| Task requirements |
**a.** What position does Dr. Svein Skeie hold, according to the EUBIROD presentation summary?
**b.** In the EUBIROD presentation summary, switch "template" to "blueprint" in the passage starting at "A central element" and ending at "or subsequently adapted.".

| Extract provided |
####
1st Annual EUBIROD meeting

Dasman Center for Research and Treatment of Diabetes, Kuwait City

Kuwait City, Kuwait, 2nd-4th May 2009

Standardized European Diabetes Reports

F.Carinci on behalf of S.Skeie, NOKLUS, Norway

First BIRO Academy Residential Course, Kuwait City, Kuwait, 2nd May 2009

Slides



A central element of the BIRO project is the ability to report diabetes outcome indicators for different regions in Europe. The creation of standardized reports requires the identification of a precise design for the output that can be usefully replicated. A template constitutes the basic reference which, through an agreed preset format, can be used repeatedly each time the report is applied or subsequently adapted.

In this presentation, Dr.Fabrizio Carinci, on behalf of Dr.Svein Skeie, clinical diabetologist from NOKLUS, Norway, explains how partners have collaborated to define a reports template from the initial set of indicators defined by the clinical review. The template defines specifically how BIRO results are to be displayed and explained on the web portal, taking into account the needs of different types of audiences, which reflect the different areas covered by the project: governance, health care, research and people with/without diabetes.
####
| Natural language descriptions of regions |
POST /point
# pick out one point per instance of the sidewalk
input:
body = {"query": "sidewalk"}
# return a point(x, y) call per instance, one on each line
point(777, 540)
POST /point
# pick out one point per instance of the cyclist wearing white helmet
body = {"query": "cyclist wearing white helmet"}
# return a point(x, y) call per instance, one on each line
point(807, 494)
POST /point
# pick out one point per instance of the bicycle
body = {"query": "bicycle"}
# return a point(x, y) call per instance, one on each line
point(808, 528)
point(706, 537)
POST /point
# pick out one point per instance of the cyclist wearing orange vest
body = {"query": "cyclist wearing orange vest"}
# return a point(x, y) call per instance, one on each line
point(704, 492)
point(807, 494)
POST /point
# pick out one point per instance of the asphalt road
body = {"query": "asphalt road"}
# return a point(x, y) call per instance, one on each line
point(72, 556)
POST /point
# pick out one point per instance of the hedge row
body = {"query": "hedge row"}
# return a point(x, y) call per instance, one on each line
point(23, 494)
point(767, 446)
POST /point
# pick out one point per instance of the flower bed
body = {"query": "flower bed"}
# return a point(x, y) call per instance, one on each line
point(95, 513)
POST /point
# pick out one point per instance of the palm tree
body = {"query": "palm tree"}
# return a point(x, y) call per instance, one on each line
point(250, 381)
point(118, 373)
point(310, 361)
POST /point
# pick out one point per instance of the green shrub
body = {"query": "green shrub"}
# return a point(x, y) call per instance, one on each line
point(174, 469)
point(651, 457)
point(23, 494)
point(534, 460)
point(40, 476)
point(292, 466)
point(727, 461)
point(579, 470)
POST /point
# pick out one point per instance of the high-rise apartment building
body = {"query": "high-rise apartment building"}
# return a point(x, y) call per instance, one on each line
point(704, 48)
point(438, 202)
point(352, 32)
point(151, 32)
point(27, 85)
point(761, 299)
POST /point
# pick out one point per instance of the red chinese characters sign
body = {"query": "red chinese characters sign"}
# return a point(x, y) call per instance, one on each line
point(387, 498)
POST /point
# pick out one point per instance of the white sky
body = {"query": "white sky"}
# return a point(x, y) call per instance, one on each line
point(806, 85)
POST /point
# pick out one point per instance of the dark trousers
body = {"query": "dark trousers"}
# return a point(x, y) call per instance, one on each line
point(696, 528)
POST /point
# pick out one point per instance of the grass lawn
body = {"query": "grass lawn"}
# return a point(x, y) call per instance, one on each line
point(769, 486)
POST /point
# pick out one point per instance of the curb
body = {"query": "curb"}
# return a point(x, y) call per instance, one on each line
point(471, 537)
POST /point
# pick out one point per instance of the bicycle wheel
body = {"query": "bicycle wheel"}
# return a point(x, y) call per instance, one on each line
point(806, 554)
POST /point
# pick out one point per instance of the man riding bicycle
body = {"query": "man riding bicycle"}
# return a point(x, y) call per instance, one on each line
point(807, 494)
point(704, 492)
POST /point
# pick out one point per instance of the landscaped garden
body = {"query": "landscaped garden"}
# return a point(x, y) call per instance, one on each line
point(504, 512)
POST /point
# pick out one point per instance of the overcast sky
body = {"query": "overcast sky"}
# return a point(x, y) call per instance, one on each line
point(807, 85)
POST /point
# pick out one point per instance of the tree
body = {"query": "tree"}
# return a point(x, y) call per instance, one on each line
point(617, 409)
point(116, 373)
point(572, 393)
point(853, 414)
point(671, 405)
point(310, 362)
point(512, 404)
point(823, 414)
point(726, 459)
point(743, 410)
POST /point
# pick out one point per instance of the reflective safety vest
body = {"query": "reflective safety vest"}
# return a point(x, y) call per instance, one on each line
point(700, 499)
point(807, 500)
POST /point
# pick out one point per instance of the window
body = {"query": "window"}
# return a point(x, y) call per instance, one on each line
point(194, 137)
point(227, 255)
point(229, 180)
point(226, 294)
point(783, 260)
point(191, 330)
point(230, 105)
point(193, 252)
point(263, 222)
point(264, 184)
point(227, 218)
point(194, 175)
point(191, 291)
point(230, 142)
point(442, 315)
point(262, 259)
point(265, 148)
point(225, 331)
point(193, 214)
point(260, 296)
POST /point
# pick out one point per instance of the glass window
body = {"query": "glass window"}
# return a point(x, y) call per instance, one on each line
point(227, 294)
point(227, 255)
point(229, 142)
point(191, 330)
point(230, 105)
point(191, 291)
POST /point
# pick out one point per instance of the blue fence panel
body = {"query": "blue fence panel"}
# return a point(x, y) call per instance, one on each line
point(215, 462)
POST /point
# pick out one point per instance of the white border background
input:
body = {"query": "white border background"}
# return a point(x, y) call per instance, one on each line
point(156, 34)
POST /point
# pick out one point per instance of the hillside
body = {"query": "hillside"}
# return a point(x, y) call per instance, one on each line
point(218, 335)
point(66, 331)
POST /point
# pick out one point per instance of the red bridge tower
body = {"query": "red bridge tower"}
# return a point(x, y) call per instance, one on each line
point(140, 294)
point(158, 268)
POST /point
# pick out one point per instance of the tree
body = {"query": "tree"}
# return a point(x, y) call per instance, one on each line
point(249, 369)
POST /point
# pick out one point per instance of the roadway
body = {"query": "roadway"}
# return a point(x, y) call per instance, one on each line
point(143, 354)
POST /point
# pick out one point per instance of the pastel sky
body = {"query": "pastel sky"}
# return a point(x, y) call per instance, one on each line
####
| List of solutions |
**a.** He is a clinical diabetologist from NOKLUS, Norway.

**b.**
A central element of the BIRO project is the ability to report diabetes outcome indicators for different regions in Europe. The creation of standardized reports requires the identification of a precise design for the output that can be usefully replicated. A blueprint constitutes the basic reference which, through an agreed preset format, can be used repeatedly each time the report is applied or subsequently adapted.